» **DIRECTIONS**:
Could you transcribe the material below exactly, without leaving out a single line?

» **AVAILABLE DATA**:
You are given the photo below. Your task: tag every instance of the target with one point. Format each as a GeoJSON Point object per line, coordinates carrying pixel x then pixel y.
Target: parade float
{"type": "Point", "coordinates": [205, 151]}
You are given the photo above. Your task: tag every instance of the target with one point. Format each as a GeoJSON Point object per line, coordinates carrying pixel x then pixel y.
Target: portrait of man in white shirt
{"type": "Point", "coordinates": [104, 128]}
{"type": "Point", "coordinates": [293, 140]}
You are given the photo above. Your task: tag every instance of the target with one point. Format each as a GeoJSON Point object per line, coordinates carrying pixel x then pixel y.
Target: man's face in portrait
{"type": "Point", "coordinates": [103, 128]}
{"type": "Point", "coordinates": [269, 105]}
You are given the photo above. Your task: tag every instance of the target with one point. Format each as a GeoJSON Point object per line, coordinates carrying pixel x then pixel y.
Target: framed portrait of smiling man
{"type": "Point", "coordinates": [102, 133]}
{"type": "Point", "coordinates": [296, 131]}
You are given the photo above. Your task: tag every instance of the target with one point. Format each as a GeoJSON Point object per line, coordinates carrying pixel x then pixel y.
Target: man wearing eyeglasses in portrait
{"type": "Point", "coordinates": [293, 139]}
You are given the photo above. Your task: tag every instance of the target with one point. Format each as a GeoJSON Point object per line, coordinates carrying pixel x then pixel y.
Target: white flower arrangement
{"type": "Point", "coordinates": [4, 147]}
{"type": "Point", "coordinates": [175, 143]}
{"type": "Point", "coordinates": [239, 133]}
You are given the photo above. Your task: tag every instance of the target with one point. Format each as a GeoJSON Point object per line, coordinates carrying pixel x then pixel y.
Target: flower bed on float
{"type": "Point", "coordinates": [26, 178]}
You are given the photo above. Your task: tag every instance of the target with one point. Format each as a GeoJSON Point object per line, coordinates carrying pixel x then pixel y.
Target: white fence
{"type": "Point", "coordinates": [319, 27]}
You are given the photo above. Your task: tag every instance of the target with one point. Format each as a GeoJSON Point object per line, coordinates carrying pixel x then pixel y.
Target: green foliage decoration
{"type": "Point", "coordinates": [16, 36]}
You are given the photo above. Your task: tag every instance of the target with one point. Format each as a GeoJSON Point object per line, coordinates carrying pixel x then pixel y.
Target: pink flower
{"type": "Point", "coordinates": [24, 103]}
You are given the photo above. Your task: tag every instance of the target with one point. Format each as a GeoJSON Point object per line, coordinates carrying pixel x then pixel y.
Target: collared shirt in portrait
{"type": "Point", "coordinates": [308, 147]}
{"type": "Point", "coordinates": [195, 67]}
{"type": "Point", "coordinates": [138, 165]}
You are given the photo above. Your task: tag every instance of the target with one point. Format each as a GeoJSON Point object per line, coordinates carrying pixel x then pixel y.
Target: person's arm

» **ANSWER TO THIS EXERCISE**:
You are given the photo below. Your task: tag every instance of the target with one point. Format each as a GeoJSON Point object per line, coordinates carrying pixel x then pixel y.
Target: parade float
{"type": "Point", "coordinates": [205, 151]}
You are given the photo above. Your task: tag every instance of the target with one point. Format each as a GeoJSON Point object per line, coordinates carrying pixel x then pixel y.
Target: portrait of man in white shirt
{"type": "Point", "coordinates": [104, 128]}
{"type": "Point", "coordinates": [293, 140]}
You are given the photo above. Your task: tag every instance of the target with one point. Format each as a GeoJSON Point object per line, coordinates carrying pixel x then pixel y.
Target: man's face in portrait
{"type": "Point", "coordinates": [103, 128]}
{"type": "Point", "coordinates": [269, 105]}
You are given the photo above. Your task: tag every instance of the target with one point. Format each as a GeoJSON Point object per line, coordinates carrying pixel x then pixel y.
Target: framed portrait of smiling man
{"type": "Point", "coordinates": [102, 133]}
{"type": "Point", "coordinates": [296, 131]}
You are given the photo above. Your task: tag every instance of the target with one point. Format each as a GeoJSON Point object per line, coordinates carrying pixel x then pixel y.
Target: man wearing eyeglasses in portrait
{"type": "Point", "coordinates": [293, 139]}
You are given the photo above. Your task: tag every instance of the target with one point. Format each as a GeoJSON Point object per line, coordinates carrying pixel x then pixel y.
Target: white flower arrangement
{"type": "Point", "coordinates": [4, 147]}
{"type": "Point", "coordinates": [175, 143]}
{"type": "Point", "coordinates": [239, 133]}
You are given the photo above. Your task: tag every instance of the target with one point. Format each as a GeoJSON Point object per line, coordinates carrying pixel x then pixel y.
Target: flower bed on float
{"type": "Point", "coordinates": [26, 178]}
You are given the photo above. Your task: tag every instance of the target with one point. Format each as a GeoJSON Point object per line, coordinates carrying pixel x then pixel y.
Target: white fence
{"type": "Point", "coordinates": [319, 27]}
You are given the photo above. Your task: tag every instance of the target with one point. Format each as a GeoJSON Point object per line, coordinates carrying pixel x then pixel y.
Target: green foliage decoration
{"type": "Point", "coordinates": [16, 36]}
You are given the photo above. Your task: tag every instance of the target with one point. Format each as a GeoJSON Point object per line, coordinates carrying pixel x then pixel y.
Target: pink flower
{"type": "Point", "coordinates": [24, 103]}
You are given the photo above. Your task: tag every instance of the target with one point. Format each as a GeoJSON Point object per line, coordinates carrying pixel x then pixel y.
Target: collared shirt in portrait
{"type": "Point", "coordinates": [308, 147]}
{"type": "Point", "coordinates": [195, 67]}
{"type": "Point", "coordinates": [138, 165]}
You are given the photo above. Your task: tag every instance of the target with one point. Format each as a GeoJSON Point object per line, coordinates carrying pixel x then pixel y.
Target: person's arm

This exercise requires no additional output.